§ Seite
***

Privatspender und Unternehmen ansprechen: Die Kommunikation zielt vor allem darauf, Spender, die nicht selbst aktiv werden möchten, durch Geld- oder Sachspenden einzubinden. Das kann auf unterschiedlichen Wegen geschehen, etwa durch persönliche Einladungen ins Projekt oder durch die Möglichkeit zum Imagegewinn. „Anders als bei Förderungen aus staatlichen oder Stiftungsmitteln agieren die Geldgeber hier immer auch als bürgergesellschaftliche Akteure“, urteilen die Studienautoren. Ein Aspekt, den vor allem die informell aufgestellten Initiativen und Projektgruppen nicht aus den Augen verlieren dürfen, schließlich sind Privatspenden ihre wichtigste Einnahmequelle.

***

§ Aufgabe
Aktualisiere die Passage der Seite zwischen „Privatspender und Unternehmen“ und „ihre wichtigste Einnahmequelle.“ einschließlich und gib sie wieder. Ersetze dabei „Einnahmequelle“ durch „Finanzierungsquelle“.

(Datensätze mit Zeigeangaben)
***

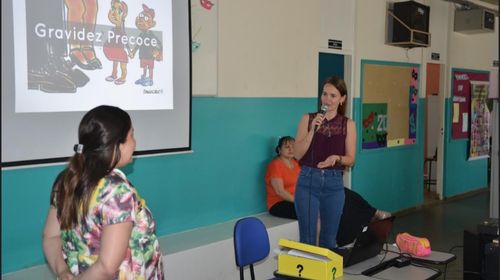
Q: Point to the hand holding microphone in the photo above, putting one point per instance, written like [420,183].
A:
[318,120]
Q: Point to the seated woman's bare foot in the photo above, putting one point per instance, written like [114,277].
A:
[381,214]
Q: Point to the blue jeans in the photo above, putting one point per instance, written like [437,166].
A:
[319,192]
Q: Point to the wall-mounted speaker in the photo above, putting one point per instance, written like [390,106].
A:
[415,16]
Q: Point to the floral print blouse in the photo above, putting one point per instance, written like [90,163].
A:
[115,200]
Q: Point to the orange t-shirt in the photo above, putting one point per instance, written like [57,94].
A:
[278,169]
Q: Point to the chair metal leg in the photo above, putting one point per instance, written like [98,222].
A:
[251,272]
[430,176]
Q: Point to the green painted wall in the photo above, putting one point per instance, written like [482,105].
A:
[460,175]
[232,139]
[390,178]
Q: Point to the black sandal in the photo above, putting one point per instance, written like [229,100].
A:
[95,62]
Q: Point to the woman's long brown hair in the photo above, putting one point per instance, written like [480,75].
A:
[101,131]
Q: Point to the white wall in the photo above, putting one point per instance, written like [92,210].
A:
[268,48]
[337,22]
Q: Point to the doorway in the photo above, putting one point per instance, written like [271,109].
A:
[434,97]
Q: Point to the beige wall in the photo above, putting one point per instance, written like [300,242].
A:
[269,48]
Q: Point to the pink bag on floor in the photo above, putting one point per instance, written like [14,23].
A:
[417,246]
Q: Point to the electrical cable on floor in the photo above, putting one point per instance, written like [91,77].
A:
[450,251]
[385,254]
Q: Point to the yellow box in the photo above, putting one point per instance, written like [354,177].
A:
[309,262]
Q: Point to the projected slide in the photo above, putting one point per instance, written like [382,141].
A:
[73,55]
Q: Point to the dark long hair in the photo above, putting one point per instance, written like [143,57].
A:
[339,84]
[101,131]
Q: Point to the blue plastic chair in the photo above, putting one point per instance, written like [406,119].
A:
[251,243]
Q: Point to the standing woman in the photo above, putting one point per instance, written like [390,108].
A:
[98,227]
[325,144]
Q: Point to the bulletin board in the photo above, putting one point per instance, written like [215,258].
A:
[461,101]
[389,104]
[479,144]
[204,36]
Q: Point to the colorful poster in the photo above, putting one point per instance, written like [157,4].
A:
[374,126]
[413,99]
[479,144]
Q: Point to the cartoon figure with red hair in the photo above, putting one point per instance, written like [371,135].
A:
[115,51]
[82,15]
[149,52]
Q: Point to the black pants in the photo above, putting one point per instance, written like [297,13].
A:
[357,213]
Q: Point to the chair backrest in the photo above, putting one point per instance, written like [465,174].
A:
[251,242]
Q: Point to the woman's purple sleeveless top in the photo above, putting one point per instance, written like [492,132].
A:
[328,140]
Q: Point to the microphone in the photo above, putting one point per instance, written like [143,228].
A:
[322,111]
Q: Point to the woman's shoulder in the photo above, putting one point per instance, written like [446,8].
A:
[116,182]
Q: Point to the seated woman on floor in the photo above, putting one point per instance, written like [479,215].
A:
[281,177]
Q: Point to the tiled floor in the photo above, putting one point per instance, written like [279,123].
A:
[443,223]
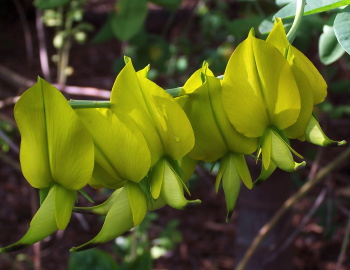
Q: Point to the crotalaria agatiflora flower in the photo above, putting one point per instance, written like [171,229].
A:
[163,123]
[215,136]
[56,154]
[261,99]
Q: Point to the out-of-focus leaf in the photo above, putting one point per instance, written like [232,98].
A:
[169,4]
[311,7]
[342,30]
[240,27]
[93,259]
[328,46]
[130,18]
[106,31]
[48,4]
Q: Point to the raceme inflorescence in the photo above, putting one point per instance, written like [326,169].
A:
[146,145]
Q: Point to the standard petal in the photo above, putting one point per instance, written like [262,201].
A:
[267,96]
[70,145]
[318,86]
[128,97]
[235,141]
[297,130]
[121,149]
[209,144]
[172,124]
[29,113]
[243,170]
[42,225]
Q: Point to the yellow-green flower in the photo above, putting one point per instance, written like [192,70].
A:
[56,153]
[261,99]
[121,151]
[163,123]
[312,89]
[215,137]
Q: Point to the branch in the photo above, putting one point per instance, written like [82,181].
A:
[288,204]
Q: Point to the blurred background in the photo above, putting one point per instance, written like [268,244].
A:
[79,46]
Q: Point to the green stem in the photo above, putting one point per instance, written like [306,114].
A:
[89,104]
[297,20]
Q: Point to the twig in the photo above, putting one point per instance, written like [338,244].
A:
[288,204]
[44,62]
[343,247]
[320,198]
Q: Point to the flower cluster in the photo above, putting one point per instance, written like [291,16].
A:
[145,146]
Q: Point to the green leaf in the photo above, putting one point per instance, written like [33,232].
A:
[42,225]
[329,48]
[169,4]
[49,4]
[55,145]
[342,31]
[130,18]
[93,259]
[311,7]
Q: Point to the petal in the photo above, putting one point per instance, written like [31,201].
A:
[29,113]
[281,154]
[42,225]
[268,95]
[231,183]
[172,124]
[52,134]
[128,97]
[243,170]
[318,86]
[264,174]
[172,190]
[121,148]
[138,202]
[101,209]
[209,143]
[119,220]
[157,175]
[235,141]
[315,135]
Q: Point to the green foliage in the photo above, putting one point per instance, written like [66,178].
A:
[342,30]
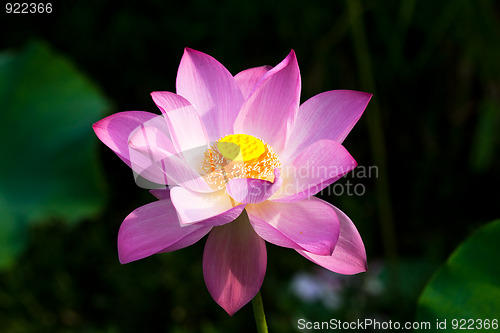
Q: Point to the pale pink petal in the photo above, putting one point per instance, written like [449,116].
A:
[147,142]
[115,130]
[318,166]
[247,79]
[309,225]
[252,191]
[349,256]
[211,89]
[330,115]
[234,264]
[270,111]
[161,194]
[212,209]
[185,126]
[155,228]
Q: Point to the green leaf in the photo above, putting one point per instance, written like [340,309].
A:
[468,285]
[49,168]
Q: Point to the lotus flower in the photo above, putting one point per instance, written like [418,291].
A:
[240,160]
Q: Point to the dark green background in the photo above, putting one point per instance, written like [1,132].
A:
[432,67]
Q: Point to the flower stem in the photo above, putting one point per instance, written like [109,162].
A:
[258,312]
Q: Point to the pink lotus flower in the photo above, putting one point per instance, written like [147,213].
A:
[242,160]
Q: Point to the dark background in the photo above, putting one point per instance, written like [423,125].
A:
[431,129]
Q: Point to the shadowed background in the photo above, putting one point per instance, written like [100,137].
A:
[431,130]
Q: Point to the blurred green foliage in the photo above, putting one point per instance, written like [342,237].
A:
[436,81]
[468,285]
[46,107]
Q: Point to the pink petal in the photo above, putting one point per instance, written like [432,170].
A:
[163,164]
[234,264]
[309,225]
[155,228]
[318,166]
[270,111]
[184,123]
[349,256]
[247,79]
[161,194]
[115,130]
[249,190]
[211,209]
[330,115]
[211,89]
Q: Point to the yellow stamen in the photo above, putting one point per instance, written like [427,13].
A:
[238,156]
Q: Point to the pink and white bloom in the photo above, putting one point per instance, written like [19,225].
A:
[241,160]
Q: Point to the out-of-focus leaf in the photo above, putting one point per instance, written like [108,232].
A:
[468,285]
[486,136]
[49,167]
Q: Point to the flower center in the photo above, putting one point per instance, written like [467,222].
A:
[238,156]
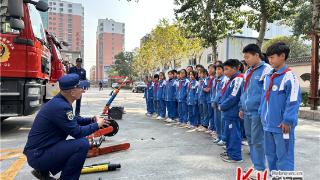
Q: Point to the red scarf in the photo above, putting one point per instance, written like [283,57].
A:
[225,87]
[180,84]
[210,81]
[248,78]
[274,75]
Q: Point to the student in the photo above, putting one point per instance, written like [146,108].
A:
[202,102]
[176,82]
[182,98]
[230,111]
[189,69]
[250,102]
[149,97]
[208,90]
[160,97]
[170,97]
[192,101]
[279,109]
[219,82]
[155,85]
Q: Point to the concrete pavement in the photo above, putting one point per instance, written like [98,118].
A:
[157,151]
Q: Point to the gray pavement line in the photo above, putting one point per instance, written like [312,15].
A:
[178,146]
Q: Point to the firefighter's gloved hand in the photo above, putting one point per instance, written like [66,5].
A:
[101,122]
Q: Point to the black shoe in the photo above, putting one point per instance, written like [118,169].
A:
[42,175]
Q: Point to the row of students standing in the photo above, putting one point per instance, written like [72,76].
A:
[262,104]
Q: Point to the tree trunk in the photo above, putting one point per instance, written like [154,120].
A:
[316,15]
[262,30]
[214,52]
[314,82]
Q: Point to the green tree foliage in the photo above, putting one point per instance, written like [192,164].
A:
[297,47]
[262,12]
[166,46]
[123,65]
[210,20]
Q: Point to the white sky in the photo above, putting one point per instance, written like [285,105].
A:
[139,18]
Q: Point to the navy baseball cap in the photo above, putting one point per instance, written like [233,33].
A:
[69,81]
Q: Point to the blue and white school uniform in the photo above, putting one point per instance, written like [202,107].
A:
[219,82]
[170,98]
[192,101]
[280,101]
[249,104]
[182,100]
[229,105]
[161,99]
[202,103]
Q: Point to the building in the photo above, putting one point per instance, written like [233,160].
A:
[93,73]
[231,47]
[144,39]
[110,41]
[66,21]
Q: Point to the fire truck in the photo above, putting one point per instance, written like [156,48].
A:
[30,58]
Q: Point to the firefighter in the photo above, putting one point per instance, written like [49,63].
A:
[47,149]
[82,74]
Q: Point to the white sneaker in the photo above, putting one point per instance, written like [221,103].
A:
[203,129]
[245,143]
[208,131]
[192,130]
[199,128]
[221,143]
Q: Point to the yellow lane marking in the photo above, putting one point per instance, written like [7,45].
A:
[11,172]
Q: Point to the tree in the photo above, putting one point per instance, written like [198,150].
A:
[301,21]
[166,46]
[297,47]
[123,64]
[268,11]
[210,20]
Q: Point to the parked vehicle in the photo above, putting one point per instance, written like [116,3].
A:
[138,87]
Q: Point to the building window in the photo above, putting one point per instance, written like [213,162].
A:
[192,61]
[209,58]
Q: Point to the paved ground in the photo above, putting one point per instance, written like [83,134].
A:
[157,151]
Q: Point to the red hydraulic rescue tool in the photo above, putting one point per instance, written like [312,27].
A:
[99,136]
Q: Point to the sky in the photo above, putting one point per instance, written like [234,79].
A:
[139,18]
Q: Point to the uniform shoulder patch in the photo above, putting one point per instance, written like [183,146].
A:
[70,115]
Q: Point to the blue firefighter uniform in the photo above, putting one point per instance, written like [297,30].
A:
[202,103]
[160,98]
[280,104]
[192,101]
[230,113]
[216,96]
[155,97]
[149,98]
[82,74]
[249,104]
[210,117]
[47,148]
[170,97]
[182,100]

***

§ Lösung
Privatspender und Unternehmen ansprechen: Die Kommunikation zielt vor allem darauf, Spender, die nicht selbst aktiv werden möchten, durch Geld- oder Sachspenden einzubinden. Das kann auf unterschiedlichen Wegen geschehen, etwa durch persönliche Einladungen ins Projekt oder durch die Möglichkeit zum Imagegewinn. „Anders als bei Förderungen aus staatlichen oder Stiftungsmitteln agieren die Geldgeber hier immer auch als bürgergesellschaftliche Akteure“, urteilen die Studienautoren. Ein Aspekt, den vor allem die informell aufgestellten Initiativen und Projektgruppen nicht aus den Augen verlieren dürfen, schließlich sind Privatspenden ihre wichtigste Finanzierungsquelle.